• TASK TO COMPLETE:
Report each line of the records below that holds the word "instance".

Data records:

╭──

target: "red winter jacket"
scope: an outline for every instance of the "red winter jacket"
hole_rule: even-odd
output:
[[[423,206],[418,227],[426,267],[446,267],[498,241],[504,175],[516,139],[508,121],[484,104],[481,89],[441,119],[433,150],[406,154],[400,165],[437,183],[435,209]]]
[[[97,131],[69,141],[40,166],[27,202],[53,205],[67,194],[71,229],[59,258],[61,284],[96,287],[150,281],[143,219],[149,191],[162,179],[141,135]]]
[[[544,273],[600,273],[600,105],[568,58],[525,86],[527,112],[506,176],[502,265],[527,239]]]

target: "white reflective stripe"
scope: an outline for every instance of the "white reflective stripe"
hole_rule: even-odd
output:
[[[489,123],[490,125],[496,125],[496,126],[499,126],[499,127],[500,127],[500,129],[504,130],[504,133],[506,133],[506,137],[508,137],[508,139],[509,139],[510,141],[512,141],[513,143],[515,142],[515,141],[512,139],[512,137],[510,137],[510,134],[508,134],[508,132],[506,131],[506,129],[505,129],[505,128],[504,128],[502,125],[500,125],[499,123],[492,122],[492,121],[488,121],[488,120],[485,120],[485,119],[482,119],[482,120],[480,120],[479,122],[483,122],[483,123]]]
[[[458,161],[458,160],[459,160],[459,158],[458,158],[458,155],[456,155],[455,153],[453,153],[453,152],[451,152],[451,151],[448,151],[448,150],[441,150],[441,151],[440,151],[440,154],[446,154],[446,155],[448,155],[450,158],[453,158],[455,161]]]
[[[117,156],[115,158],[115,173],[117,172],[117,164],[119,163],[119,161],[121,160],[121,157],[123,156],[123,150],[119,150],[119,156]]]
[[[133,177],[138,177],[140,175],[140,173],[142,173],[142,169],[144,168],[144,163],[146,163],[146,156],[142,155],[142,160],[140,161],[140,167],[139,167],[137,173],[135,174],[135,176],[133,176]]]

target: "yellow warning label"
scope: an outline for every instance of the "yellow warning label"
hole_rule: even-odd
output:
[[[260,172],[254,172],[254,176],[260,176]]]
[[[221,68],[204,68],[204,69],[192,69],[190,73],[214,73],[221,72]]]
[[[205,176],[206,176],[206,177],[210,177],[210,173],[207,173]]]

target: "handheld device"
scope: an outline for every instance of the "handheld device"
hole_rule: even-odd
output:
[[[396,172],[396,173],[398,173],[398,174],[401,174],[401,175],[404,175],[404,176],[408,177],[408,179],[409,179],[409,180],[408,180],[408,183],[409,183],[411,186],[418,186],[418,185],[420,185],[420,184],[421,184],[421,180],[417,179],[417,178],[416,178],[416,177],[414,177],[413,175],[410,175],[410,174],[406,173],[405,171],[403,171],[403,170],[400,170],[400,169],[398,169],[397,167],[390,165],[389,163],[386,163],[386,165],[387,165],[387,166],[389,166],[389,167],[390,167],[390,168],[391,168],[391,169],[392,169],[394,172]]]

╰──
╭──

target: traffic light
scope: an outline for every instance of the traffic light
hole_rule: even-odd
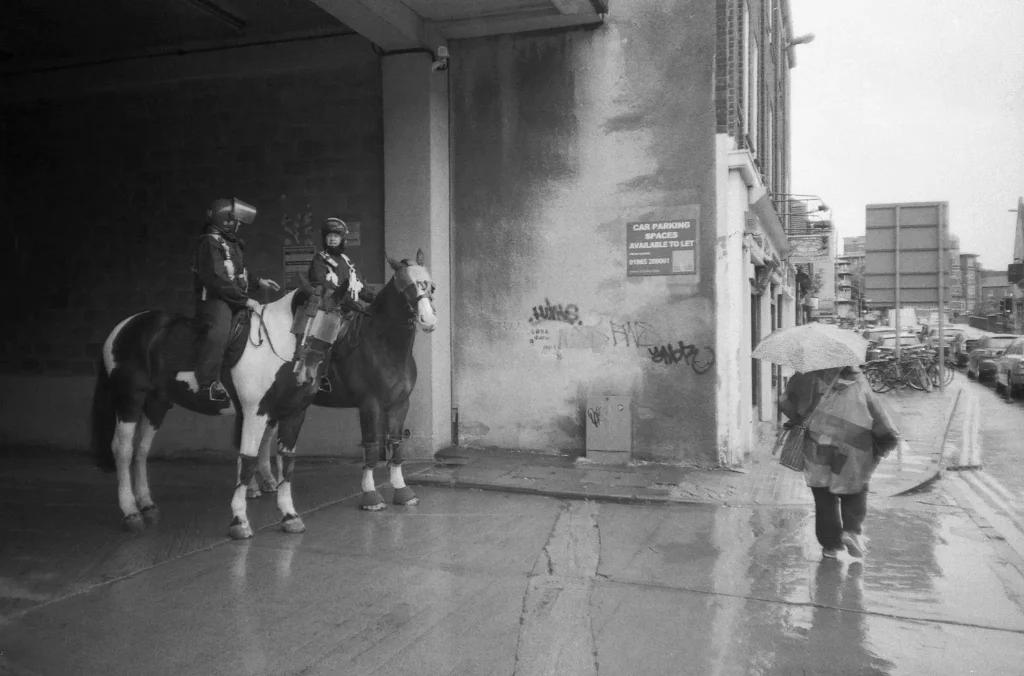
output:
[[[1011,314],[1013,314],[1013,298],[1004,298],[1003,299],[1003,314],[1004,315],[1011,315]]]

╰──

• TASK SOLUTION:
scope: an outline for every instance of the "red winter jacket"
scope: an outline for every instance of the "white reflective stripe"
scope: an outline for every instance of the "yellow warning label"
scope: an outline for every instance of the "handheld device"
scope: an outline for every instance of the traffic light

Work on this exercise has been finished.